- **Task requirements**:
Extend the text on the hidden costs of first-time homeownership, starting right after its final sentence about home inspections.

- **Document text**:
:::::

Becoming a first-time homeowner can be exciting, but it also comes with a lot of stress throughout the process. You'll have to spend time looking for the perfect home within your price range, go through the mortgage process, and then figure out the type of furnishing you want inside your new home.
The home buying process can cloud your judgment on how much you can actually afford to spend. You might focus solely on the listing price of a home instead of focusing on the overall costs of homeownership. If you look beyond the down payment amount and monthly mortgage payment, you'll quickly realize that there are hidden costs of homeownership that can add up rather quickly.
Home Inspection Fees- Why and How Much?
Each state has their own rules and the different types of home inspection a home buyer needs. These inspections are done to make sure potential issues that can't be seen with on the surface are examined before signing on the dotted line.

:::::

Point localization data:
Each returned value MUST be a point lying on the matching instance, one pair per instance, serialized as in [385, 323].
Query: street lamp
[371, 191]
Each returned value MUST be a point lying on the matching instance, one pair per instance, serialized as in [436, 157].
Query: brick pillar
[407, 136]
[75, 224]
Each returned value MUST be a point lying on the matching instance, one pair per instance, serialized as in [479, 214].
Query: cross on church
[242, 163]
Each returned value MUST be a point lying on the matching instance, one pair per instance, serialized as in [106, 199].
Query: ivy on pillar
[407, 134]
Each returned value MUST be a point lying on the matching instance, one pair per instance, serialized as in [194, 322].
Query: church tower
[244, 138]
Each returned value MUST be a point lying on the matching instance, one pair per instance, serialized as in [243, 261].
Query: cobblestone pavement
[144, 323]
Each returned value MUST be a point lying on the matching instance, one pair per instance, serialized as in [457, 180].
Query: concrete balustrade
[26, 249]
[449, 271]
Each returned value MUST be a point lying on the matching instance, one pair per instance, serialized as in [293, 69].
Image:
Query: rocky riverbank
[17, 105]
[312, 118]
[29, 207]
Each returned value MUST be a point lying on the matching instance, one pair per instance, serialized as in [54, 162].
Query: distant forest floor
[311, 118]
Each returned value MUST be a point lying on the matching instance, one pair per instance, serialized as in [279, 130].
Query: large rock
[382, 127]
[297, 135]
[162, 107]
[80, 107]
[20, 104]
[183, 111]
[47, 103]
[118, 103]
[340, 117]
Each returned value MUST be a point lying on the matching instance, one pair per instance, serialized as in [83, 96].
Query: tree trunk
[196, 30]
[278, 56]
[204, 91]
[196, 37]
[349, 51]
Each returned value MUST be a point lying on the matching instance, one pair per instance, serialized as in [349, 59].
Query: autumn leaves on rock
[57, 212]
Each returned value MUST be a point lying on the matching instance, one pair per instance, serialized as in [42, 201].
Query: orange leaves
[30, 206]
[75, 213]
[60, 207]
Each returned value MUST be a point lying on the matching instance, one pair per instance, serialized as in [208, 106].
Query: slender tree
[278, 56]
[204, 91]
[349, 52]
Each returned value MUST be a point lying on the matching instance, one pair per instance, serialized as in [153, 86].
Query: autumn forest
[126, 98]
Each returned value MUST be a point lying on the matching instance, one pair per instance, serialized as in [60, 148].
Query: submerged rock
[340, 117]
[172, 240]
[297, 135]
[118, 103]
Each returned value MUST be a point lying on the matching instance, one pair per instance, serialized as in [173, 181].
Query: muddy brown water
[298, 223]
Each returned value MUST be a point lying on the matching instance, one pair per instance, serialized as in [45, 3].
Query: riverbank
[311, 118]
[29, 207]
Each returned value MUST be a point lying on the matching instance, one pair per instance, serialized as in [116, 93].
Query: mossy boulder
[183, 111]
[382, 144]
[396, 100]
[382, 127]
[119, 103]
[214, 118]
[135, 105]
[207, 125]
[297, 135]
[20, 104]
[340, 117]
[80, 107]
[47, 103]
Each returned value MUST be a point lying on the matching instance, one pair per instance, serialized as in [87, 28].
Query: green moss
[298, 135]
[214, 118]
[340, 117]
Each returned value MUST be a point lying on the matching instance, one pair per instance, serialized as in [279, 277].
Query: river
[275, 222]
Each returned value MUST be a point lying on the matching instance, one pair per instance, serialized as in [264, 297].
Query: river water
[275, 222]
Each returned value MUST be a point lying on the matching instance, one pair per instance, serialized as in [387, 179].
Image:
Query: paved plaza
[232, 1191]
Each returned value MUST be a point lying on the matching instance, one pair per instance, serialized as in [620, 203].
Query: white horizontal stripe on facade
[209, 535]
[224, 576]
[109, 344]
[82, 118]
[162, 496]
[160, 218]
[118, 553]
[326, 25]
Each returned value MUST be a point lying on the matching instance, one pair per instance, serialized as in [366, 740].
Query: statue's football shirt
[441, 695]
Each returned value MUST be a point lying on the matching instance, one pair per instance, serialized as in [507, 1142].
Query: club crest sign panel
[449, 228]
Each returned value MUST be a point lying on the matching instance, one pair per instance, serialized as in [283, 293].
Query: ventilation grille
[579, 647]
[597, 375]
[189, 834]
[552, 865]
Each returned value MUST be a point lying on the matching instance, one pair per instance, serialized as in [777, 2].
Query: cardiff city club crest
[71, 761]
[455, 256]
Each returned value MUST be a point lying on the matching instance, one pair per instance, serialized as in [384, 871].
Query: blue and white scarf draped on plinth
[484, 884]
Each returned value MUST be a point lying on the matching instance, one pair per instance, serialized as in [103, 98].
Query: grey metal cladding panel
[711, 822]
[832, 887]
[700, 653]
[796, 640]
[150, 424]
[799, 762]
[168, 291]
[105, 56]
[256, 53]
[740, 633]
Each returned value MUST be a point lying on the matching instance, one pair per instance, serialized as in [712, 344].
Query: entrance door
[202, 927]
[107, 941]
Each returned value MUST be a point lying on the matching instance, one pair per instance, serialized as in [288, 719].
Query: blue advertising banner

:::::

- **Task output**:
The exact cost for a home inspection will vary but you can assume it will cost around $318. This is determined by the size of your home and the type of inspection that is necessary. The inspector will check out all the essential pieces of your home which include your water heater, furnace, plumbing, foundation, roof, HVAC system, and more.
Homeownership typically means more space, and more space means more furniture. One of the biggest costs of buying a home is the cost to furnish your home. This includes a new TV, entertainment center, beds, couches, and the list goes on.
Part of the reason why we spend so much money on home furnishing is the excitement that comes with owning a home. You want a bigger and more up to date TV, a matching entertainment stand to go with it, and a big comfortable couch to host friends and family. The cost of furniture can add up quick, so you'll want to always leave some wiggle room when you decide on your budget for buying a home.
Repairs, Repairs, Repairs
This is probably one of the most frustrating aspects of being a homeowner. Taking care of your home plays a crucial role in determining your home's value. The last thing you want to do are home repairs right before you sell your home, so it's important to make sure you're on top of all the maintenance required.
The repairs can be as small as changing light bulbs, a faucet, or changing some hinges on a closet door. However, it can be as big as replacing a HVAC, installing new windows, or changing your entire roof. Changing your entire roof is one of the costliest repairs on your home that can go up to $25,000 but usually costs around $12,000 on average.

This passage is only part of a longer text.